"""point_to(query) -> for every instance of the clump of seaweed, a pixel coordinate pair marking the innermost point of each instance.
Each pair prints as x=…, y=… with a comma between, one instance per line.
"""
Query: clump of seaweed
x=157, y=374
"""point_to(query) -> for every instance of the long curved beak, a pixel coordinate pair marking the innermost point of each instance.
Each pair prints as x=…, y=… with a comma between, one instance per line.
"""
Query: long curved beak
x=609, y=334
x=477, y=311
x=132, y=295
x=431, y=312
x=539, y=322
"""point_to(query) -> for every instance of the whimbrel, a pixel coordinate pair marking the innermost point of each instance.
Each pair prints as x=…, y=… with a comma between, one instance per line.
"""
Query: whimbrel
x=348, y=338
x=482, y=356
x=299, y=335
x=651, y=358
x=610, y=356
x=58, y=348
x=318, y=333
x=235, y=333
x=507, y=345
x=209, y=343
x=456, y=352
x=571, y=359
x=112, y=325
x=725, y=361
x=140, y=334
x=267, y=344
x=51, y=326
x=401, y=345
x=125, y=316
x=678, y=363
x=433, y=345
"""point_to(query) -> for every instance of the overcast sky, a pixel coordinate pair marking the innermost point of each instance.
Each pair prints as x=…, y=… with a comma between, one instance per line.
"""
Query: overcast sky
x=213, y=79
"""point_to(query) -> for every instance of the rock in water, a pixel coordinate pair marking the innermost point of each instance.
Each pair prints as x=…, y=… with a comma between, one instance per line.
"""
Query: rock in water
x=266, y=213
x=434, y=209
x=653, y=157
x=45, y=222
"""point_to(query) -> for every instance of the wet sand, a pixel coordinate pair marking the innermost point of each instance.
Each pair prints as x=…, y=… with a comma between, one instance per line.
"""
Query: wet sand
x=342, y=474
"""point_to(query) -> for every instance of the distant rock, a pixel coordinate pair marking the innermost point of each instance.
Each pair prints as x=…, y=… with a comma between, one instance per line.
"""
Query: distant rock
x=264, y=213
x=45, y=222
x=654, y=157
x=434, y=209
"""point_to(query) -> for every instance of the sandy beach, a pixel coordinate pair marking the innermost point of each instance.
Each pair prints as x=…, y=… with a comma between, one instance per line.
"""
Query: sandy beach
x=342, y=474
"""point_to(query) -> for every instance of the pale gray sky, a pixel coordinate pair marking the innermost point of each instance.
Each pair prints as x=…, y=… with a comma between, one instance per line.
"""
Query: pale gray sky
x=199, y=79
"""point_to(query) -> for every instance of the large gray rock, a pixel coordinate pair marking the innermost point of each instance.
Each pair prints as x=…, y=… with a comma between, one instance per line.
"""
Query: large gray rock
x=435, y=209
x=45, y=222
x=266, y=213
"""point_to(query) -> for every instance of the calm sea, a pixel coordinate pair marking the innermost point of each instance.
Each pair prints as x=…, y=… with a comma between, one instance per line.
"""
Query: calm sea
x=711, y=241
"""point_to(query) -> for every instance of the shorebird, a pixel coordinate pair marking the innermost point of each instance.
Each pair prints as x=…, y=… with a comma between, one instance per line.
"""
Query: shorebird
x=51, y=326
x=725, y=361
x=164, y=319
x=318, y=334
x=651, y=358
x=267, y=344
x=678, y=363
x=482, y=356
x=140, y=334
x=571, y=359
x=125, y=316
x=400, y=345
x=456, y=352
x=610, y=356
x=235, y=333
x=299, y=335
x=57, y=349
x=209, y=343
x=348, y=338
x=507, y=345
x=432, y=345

Direction: Copy out the whole listing exactly as written.

Answer for the task:
"""point_to(query) -> for every instance of the clump of seaweed, a pixel coordinate pair marking the innermost point of each instance.
Each pair prints as x=…, y=… with a comma between, one instance per line.
"""
Query: clump of seaweed
x=157, y=374
"""point_to(query) -> for every instance of the long curved beak, a pixel coordinate pair marking the innermost point of each instance.
Each pair prints as x=…, y=… with a comma between, one instance per line.
"""
Query: long curved beak
x=609, y=334
x=477, y=311
x=132, y=295
x=431, y=312
x=539, y=322
"""point_to(query) -> for every instance of the whimbrel, a pixel coordinate pair marking the innermost point of each instance.
Each pair prints as x=…, y=… with a comma between, one instance per line.
"""
Query: whimbrel
x=348, y=338
x=482, y=356
x=299, y=335
x=651, y=358
x=610, y=356
x=58, y=348
x=318, y=333
x=235, y=333
x=507, y=345
x=209, y=343
x=456, y=352
x=571, y=359
x=112, y=325
x=725, y=361
x=140, y=334
x=267, y=344
x=51, y=326
x=401, y=345
x=125, y=316
x=678, y=363
x=433, y=345
"""point_to(query) -> for every instance of the overcast sky, a pixel coordinate pair marking the innermost point of each instance.
Each pair prints as x=…, y=… with a comma between, one instance per line.
"""
Query: overcast sky
x=213, y=79
"""point_to(query) -> for every instance of the rock in water, a pixel coordinate pair marking the innermost point of each instance.
Each pair prints as x=…, y=… with a comma between, one instance per line.
"""
Query: rock in water
x=266, y=213
x=434, y=209
x=653, y=157
x=45, y=222
"""point_to(query) -> for every instance of the wet sand, a pixel coordinate pair marking the innermost point of each instance.
Each pair prints as x=…, y=… with a comma between, one instance per line.
"""
Query: wet sand
x=342, y=474
"""point_to(query) -> for every instance of the distant rock, a pixel coordinate pair marking the innermost point of each instance.
Each pair prints as x=…, y=… with a comma between, one instance per line.
"""
Query: distant rock
x=264, y=213
x=45, y=222
x=654, y=157
x=434, y=209
"""point_to(query) -> for every instance of the sandy beach, a pixel coordinate pair marking the innermost point of each instance.
Each pair prints as x=…, y=… with a comma between, one instance per line.
"""
Query: sandy beach
x=342, y=474
"""point_to(query) -> for every instance of the pale gray sky, a pixel coordinate pair marking the innermost point of each instance.
Each pair prints as x=…, y=… with a comma between, one instance per line.
"""
Query: pale gray sky
x=199, y=79
"""point_to(query) -> for every instance of the large gray rock, a pixel coordinate pair marking the innermost point of each instance.
Each pair prints as x=…, y=… with a comma between, one instance per line.
"""
Query: large gray rock
x=435, y=209
x=45, y=222
x=266, y=213
"""point_to(query) -> for every instance of the calm sea, a pixel coordinate pair marking the innermost point of each instance.
Each pair prints as x=…, y=… with a comma between, one instance per line.
"""
Query: calm sea
x=711, y=241
"""point_to(query) -> for every instance of the shorebird, a pixel coordinate pair marking the innermost point of each instance.
Each pair prints as x=…, y=… with a comma between, one instance per line.
"""
Query: shorebird
x=51, y=326
x=725, y=361
x=164, y=319
x=318, y=334
x=651, y=358
x=267, y=344
x=678, y=363
x=482, y=356
x=140, y=334
x=571, y=359
x=125, y=316
x=400, y=345
x=456, y=352
x=610, y=356
x=235, y=333
x=299, y=335
x=57, y=349
x=209, y=343
x=348, y=338
x=507, y=345
x=432, y=345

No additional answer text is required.